[Collected data entries]
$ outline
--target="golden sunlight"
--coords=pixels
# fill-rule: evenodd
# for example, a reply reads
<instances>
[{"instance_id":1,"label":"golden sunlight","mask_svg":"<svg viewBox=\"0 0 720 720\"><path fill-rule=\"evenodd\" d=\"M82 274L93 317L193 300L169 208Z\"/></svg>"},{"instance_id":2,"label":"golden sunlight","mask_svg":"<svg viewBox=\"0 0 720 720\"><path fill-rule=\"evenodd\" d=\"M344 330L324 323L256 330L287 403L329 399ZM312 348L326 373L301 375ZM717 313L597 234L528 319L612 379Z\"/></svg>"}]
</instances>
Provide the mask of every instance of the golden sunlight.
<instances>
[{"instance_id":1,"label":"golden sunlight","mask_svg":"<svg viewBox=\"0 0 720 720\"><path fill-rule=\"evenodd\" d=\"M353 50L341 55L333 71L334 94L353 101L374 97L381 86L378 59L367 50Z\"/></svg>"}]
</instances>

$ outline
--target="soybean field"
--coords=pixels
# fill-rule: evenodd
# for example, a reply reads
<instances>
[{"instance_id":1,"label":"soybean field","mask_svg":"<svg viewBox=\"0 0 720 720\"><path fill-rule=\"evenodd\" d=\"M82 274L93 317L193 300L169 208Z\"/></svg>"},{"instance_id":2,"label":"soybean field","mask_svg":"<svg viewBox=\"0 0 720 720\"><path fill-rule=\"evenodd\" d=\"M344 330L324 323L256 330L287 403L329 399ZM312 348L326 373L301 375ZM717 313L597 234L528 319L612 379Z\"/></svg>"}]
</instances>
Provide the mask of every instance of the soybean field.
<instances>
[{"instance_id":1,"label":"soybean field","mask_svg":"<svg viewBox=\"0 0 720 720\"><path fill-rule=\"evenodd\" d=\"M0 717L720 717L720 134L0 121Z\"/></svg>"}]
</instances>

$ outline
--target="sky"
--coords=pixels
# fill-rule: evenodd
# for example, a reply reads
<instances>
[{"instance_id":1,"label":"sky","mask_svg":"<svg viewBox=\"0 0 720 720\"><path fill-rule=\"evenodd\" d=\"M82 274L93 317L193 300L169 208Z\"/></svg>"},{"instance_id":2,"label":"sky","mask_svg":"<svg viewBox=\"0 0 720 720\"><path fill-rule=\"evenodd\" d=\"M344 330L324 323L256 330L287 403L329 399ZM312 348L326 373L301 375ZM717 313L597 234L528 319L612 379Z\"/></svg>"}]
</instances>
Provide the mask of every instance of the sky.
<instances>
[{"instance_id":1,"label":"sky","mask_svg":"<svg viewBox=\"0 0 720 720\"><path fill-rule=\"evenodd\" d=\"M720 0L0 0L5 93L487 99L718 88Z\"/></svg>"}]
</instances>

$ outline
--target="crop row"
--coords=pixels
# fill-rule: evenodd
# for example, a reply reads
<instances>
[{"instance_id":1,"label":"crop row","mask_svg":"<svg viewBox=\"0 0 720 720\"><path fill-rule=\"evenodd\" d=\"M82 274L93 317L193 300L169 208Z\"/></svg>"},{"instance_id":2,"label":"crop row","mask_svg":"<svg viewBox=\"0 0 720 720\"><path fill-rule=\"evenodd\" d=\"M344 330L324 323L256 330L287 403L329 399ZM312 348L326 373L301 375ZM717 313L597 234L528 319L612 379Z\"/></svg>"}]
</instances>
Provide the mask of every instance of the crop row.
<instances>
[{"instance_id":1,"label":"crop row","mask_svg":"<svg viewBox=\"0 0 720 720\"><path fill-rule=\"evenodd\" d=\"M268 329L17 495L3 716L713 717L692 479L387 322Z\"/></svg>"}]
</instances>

[Required work]: Please write out each entry shown above exactly as given.

[Written reply]:
$ outline
--target="golden sunlight"
--coords=pixels
# fill-rule: evenodd
# for example, a reply reads
<instances>
[{"instance_id":1,"label":"golden sunlight","mask_svg":"<svg viewBox=\"0 0 720 720\"><path fill-rule=\"evenodd\" d=\"M82 274L93 317L193 300L169 208Z\"/></svg>"},{"instance_id":2,"label":"golden sunlight","mask_svg":"<svg viewBox=\"0 0 720 720\"><path fill-rule=\"evenodd\" d=\"M344 330L324 323L256 330L287 403L329 399ZM312 348L326 373L301 375ZM717 313L597 234L528 319L612 379Z\"/></svg>"}]
</instances>
Provide the mask of every instance of the golden sunlight.
<instances>
[{"instance_id":1,"label":"golden sunlight","mask_svg":"<svg viewBox=\"0 0 720 720\"><path fill-rule=\"evenodd\" d=\"M353 50L341 55L333 71L334 94L353 101L374 97L381 86L378 59L367 50Z\"/></svg>"}]
</instances>

$ outline
--target="soybean field"
--coords=pixels
# fill-rule: evenodd
# for example, a reply reads
<instances>
[{"instance_id":1,"label":"soybean field","mask_svg":"<svg viewBox=\"0 0 720 720\"><path fill-rule=\"evenodd\" d=\"M82 274L93 317L193 300L169 208Z\"/></svg>"},{"instance_id":2,"label":"soybean field","mask_svg":"<svg viewBox=\"0 0 720 720\"><path fill-rule=\"evenodd\" d=\"M344 330L324 323L256 330L287 403L329 399ZM312 348L326 373L301 375ZM717 313L597 234L528 319L612 379Z\"/></svg>"}]
</instances>
Provide the mask of every instance of the soybean field.
<instances>
[{"instance_id":1,"label":"soybean field","mask_svg":"<svg viewBox=\"0 0 720 720\"><path fill-rule=\"evenodd\" d=\"M0 717L720 717L720 134L0 121Z\"/></svg>"}]
</instances>

$ outline
--target="sky"
--coords=pixels
# fill-rule: evenodd
# for example, a reply reads
<instances>
[{"instance_id":1,"label":"sky","mask_svg":"<svg viewBox=\"0 0 720 720\"><path fill-rule=\"evenodd\" d=\"M82 274L93 317L193 300L169 208Z\"/></svg>"},{"instance_id":2,"label":"sky","mask_svg":"<svg viewBox=\"0 0 720 720\"><path fill-rule=\"evenodd\" d=\"M344 330L324 323L256 330L287 403L329 399ZM312 348L326 373L301 375ZM717 313L597 234L528 319L612 379Z\"/></svg>"}]
</instances>
Provide the mask of every instance of the sky.
<instances>
[{"instance_id":1,"label":"sky","mask_svg":"<svg viewBox=\"0 0 720 720\"><path fill-rule=\"evenodd\" d=\"M720 0L0 0L5 93L487 99L718 88Z\"/></svg>"}]
</instances>

$ outline
--target="crop row"
--coords=pixels
# fill-rule: evenodd
# for example, a reply reads
<instances>
[{"instance_id":1,"label":"crop row","mask_svg":"<svg viewBox=\"0 0 720 720\"><path fill-rule=\"evenodd\" d=\"M82 274L93 317L193 300L169 208Z\"/></svg>"},{"instance_id":2,"label":"crop row","mask_svg":"<svg viewBox=\"0 0 720 720\"><path fill-rule=\"evenodd\" d=\"M344 330L324 323L256 330L287 403L329 399ZM312 348L326 373L301 375ZM717 313L597 234L528 319L612 379Z\"/></svg>"}]
</instances>
Provide the mask of every instance of the crop row.
<instances>
[{"instance_id":1,"label":"crop row","mask_svg":"<svg viewBox=\"0 0 720 720\"><path fill-rule=\"evenodd\" d=\"M268 329L17 495L3 716L713 717L692 479L387 322Z\"/></svg>"}]
</instances>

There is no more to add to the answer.